━━━ Data in this exercise

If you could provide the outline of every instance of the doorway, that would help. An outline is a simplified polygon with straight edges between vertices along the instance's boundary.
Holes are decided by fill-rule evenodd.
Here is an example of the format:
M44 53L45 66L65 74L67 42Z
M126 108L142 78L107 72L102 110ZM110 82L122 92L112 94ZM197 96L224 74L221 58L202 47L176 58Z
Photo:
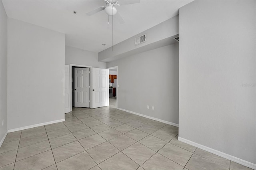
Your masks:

━━━━━━
━━━ Data in this exercise

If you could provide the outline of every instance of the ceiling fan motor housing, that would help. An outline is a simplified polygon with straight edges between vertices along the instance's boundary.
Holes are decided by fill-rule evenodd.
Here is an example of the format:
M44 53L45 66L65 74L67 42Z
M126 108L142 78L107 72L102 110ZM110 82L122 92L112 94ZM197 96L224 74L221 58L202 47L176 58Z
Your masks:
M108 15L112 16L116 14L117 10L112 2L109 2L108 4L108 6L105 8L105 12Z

━━━━━━

— Task directions —
Reproduce the lines of the records verbatim, from the line containing "of the ceiling" up to and including the line containing "M108 15L112 16L116".

— Task output —
If you could provide the outline of every instance of the ceiling fan motor housing, that would help. An outline is a simplified polygon with straight edges between vertices along the instance's boundary.
Holes are decided by fill-rule evenodd.
Here is an example of the format:
M44 53L45 66L65 74L67 42Z
M126 108L142 78L107 72L102 110ZM110 82L122 92L112 94ZM197 96L224 74L221 58L202 47L176 58Z
Your masks:
M108 15L112 16L116 14L117 10L112 2L109 2L108 4L108 6L105 8L105 12Z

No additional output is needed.